## TEXTE À LIRE
•••
Elles travaillent fort, ont peu de moyens et aspirent à conquérir les marchés mondiaux: les entreprises en démarrage sont un peu comme des musiciens peu connus qui rêvent de percer.

> Suivez Philippe Mercure sur Twitter

Et comme les recruteurs des grandes maisons de disques qui écument les bars à la recherche du prochain groupe à succès, les investisseurs de capital-risque sont à l'affût, prêts à miser sur les boîtes les plus prometteuses dans l'espoir de les transformer en prochain Google.

C'est le métier que pratique Chris Arsenault, fondateur et associé principal de la firme de capital-risque québécoise iNovia. Un métier méconnu, souvent mal compris, et pourtant essentiel dans la chaîne d'innovation qui donne naissance aux entreprises technos.

«Les gens me demandent encore: comment je fais une demande pour votre capital? Ou alors ils nous envoient leur plan d'affaires en nous demandant quand on va prendre une décision. Ce n'est pas comme ça que ça marche! On n'est pas la banque du coin de la rue!», s'exclame Chris Arsenault, Gaspésien d'origine qu'on aperçoit invariablement dans les activités de formation et autres soirées destinées aux boîtes en démarrage de la métropole.
•••
## ENTRÉES FOURNIES
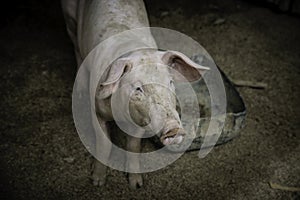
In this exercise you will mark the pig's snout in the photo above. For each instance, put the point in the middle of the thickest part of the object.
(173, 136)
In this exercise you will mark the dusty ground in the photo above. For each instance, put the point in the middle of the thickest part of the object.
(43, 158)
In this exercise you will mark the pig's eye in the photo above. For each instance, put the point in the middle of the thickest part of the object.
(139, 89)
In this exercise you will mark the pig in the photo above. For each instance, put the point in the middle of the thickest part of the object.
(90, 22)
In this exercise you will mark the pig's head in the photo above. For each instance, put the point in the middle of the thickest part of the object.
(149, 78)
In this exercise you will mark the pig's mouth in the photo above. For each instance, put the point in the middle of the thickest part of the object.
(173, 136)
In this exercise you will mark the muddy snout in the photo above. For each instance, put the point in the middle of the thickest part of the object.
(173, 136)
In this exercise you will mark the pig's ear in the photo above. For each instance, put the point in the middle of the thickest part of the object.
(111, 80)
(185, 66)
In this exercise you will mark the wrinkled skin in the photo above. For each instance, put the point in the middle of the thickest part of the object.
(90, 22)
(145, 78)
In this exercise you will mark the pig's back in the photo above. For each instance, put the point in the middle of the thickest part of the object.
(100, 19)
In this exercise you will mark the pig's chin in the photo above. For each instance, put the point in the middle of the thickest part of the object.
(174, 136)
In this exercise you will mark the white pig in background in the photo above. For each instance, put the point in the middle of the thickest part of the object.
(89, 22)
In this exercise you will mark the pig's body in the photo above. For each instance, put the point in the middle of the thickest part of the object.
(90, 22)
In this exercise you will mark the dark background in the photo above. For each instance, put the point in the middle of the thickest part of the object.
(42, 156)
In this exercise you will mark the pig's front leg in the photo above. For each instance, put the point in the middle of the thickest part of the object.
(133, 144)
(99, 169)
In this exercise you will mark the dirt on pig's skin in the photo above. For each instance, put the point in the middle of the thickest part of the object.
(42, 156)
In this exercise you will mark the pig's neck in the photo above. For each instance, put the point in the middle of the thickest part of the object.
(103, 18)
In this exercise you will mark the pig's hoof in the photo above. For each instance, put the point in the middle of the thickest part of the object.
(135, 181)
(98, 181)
•••
## CONSIGNES
(a) Selon le texte sur le capital-risque, qui a fondé la firme iNovia ?
(b) Présentez en CSV à deux colonnes, « texte » et « réponse », les entrées allant de la ligne qui contient « In this exercise you will mark the pig's back » jusqu'à la fin des entrées, bornes incluses. Prévoyez une rangée par entrée, avec chaque champ entre guillemets et les sauts de ligne remplacés par des espaces.
Le texte et les entrées n'ont aucun lien entre eux.

## RÉPONSES ORDONNÉES
(a) Chris Arsenault.

(b)
texte,réponse
"In this exercise you will mark the pig's back in the photo above. For each instance, put the point in the middle of the thickest part of the object.","(100, 19)"
"In this exercise you will mark the pig's chin in the photo above. For each instance, put the point in the middle of the thickest part of the object.","(174, 136)"
"In this exercise you will mark the white pig in background in the photo above. For each instance, put the point in the middle of the thickest part of the object.","(89, 22)"
"In this exercise you will mark the pig's body in the photo above. For each instance, put the point in the middle of the thickest part of the object.","(90, 22)"
"In this exercise you will mark the dark background in the photo above. For each instance, put the point in the middle of the thickest part of the object.","(42, 156)"
"In this exercise you will mark the pig's front leg in the photo above. For each instance, put the point in the middle of the thickest part of the object.","(133, 144) (99, 169)"
"In this exercise you will mark the dirt on pig's skin in the photo above. For each instance, put the point in the middle of the thickest part of the object.","(42, 156)"
"In this exercise you will mark the pig's neck in the photo above. For each instance, put the point in the middle of the thickest part of the object.","(103, 18)"
"In this exercise you will mark the pig's hoof in the photo above. For each instance, put the point in the middle of the thickest part of the object.","(135, 181) (98, 181)"